**Study questions**
1. Using the text on COVID-19 cases by Knoxville ZIP Code, decide whether each statement below agrees with it. Give yes or no for each, with the deciding words of the text quoted exactly.
(a) ZIP Code 37923 (Cedar Bluff) had 16 cases.
(b) The remaining 39 cases are spread among nine other ZIP Codes.
(c) Hardin Valley had more cases than Bluegrass.
2. According to the text on COVID-19 cases by Knoxville ZIP Code, why did the Health Department withhold numbers for ZIP Codes with five or fewer cases? Answer in one to three sentences.
3. Proceed with the text on COVID-19 cases by Knoxville ZIP Code, picking up right after its final sentence.

*** Opening Text shown ***

The remaining 39 cases are scattered among 11 other ZIP Codes, which encompass Downtown, Northwest Knoxville, Fountain City and East Knox County. The Health Department only noted that each of those ZIP Codes are seeing 0-5 cases each.

Numbers weren’t given for ZIP Codes with five or fewer cases because the Health Department has concerns about protecting the privacy of patients when only a few have tested positive within a small area, Buchanan said.

“Anecdotally, in other jurisdictions people have actually had threats to their lives or their children have been bullied,” she said. “People have lost their jobs when they’ve been identified as a case of COVID-19.”

The ZIP Codes with the most COVID-19 cases, according to the data, are 37919 (Sequoyah Hills, Bearden, Lyons Bend) with 18, 37923 (Cedar Bluff) with 16 and 37922 (Bluegrass) with 14. 

Hardin Valley (37932), Concord/Farragut (37934), South Knoxville and South Knox County (37920), and North Knoxville south of Interstate-640 (37917) had 12 cases each.

*** Closing Text shown ***
*** Opening Record extracts ***

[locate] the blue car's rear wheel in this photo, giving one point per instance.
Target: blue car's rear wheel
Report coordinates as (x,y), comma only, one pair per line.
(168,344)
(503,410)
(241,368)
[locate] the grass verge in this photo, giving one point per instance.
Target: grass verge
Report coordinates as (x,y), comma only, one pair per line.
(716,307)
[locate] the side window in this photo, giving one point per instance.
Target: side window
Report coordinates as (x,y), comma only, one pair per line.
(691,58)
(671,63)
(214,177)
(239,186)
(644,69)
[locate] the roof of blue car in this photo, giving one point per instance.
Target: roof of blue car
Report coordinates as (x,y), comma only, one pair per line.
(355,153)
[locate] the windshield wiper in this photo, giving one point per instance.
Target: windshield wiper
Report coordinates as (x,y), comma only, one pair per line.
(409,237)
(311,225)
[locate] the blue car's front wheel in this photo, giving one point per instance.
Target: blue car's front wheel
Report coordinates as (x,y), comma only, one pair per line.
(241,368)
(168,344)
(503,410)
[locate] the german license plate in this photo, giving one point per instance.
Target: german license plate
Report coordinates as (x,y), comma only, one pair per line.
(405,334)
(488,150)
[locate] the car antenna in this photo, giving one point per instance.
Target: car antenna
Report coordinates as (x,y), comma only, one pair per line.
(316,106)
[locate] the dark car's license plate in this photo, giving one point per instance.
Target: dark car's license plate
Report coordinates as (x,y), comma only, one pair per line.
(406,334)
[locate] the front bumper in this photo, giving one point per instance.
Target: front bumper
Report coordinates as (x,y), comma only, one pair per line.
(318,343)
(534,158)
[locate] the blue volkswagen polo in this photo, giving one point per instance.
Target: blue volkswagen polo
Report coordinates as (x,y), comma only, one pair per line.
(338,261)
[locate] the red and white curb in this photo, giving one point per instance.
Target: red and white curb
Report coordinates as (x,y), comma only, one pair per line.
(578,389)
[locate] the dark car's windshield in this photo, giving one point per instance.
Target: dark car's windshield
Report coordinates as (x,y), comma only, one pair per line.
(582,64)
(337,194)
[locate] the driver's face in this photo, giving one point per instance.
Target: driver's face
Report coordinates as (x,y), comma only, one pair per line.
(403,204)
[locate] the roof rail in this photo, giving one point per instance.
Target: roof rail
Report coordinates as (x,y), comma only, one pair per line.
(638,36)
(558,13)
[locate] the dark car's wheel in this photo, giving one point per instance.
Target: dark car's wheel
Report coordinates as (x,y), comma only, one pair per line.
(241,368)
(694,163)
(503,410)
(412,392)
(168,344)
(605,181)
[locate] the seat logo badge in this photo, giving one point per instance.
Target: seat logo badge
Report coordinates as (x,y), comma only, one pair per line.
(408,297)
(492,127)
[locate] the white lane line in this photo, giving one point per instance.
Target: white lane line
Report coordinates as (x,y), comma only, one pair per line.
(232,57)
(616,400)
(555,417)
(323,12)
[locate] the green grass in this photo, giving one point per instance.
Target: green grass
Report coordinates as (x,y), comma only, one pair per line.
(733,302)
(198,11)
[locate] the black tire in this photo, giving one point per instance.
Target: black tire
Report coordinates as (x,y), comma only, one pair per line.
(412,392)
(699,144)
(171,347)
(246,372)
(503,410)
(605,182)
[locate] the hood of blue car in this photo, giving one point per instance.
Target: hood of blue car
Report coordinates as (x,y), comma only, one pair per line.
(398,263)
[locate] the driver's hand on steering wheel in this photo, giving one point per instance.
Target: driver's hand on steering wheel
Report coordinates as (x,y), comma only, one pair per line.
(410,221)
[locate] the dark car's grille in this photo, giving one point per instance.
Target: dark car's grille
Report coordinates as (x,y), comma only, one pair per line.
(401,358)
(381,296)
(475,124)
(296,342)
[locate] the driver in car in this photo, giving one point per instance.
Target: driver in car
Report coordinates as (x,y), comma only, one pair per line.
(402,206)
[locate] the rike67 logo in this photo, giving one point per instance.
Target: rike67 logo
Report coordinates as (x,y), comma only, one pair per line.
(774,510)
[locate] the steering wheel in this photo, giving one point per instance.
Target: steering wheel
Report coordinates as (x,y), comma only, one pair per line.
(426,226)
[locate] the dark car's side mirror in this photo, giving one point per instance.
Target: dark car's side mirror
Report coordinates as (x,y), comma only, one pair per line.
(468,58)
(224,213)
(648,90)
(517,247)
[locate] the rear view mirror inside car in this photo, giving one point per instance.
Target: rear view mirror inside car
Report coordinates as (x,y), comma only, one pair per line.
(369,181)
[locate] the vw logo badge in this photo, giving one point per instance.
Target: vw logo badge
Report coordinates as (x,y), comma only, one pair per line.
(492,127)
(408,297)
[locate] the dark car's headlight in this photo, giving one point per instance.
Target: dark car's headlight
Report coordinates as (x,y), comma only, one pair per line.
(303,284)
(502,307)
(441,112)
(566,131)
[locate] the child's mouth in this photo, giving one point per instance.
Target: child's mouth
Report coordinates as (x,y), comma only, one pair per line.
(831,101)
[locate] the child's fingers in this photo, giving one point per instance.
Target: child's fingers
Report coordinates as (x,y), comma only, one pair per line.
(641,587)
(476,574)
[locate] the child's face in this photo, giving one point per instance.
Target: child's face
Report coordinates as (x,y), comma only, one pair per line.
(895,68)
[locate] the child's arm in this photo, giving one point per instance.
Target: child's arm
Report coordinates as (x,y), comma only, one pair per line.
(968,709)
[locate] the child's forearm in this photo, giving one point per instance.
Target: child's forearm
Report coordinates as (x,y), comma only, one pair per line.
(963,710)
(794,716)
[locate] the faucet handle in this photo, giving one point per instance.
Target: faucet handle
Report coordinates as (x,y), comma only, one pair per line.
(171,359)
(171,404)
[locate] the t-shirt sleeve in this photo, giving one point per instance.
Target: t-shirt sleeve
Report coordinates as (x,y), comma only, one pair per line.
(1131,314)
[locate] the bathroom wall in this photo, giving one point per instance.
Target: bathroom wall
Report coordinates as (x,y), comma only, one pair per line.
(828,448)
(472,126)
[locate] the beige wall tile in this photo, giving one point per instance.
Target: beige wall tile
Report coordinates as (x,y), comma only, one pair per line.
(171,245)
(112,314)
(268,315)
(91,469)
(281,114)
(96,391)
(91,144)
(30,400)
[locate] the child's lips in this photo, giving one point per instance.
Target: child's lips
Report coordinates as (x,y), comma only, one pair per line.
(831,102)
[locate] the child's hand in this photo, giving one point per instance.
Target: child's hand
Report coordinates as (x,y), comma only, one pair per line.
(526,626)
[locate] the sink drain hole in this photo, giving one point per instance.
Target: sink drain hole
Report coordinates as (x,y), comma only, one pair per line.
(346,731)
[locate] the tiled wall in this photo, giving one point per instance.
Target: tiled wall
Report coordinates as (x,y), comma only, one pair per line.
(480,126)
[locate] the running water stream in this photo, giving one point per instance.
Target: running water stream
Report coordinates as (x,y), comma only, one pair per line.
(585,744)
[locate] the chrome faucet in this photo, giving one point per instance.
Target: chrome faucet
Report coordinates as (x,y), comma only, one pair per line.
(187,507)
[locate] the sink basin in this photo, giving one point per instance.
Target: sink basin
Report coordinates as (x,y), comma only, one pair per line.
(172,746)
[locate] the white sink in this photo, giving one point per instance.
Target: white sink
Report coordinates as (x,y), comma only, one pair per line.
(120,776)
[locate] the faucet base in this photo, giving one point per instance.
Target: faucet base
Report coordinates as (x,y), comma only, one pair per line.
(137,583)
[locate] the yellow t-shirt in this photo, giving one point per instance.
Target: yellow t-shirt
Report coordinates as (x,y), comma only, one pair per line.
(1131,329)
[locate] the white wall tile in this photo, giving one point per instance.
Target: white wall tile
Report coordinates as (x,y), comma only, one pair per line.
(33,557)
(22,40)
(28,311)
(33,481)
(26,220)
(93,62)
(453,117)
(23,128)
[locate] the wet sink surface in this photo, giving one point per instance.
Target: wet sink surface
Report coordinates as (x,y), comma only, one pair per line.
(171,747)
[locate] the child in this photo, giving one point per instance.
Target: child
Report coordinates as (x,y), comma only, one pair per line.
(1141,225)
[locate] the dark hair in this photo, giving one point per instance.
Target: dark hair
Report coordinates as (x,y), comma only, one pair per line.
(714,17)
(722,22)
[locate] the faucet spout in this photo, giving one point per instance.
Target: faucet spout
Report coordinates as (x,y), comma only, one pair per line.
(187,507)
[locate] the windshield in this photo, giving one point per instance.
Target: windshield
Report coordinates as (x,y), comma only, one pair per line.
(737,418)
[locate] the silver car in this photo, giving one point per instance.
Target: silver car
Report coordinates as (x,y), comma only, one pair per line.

*** Closing Record extracts ***

**Answers provided**
1.
(a) Yes: "37923 (Cedar Bluff) with 16"
(b) No: "scattered among 11 other ZIP Codes"
(c) No: "37922 (Bluegrass) with 14" and "Hardin Valley (37932)" "had 12 cases each"

2. The Health Department wanted to protect patient privacy in areas where only a few people had tested positive within a small area. In other jurisdictions, people identified as COVID-19 cases had faced threats to their lives, had their children bullied, or lost their jobs.

3.
County Commission Chairman Hugh Nystrom, who represents just about all of the 37919 ZIP Code that includes Sequoyah Hills and Lyons Bend, said he’s grateful the Health Department is providing more localized data.

“Seeing the case count in my own West Knoxville backyard is concerning,” he said. “I know that as we continue to expand testing it will help provide a much better understanding of the burden of the disease in our community." 

Health Department case data is based on the address of the patient who has tested positive, not where they might have been exposed to the coronavirus. A person who lives in Farragut, for example, but contracted the coronavirus at work or at social events in Knoxville, Oak Ridge or Maryville, would be listed as a Farragut case.

“This map underscores the eminent need for all Knoxville citizens, including District 2 residents, to be vigilant about staying home and reducing unnecessary trips,” said City Councilman Andrew Roberto, who represents West Knoxville.

Last week, the Health Department’s top epidemiologist, Roberta Sturm, told Compass that diseases don’t respect borders. She was referring to intercounty spread, but ZIP Code boundaries are just as arbitrary as county lines.

One example can be found in West Knoxville. West Hills, which has 0-5 cases, is in ZIP Code 37909 on the other side of Interstate-40 from ZIP Code 37919, which has 18 cases.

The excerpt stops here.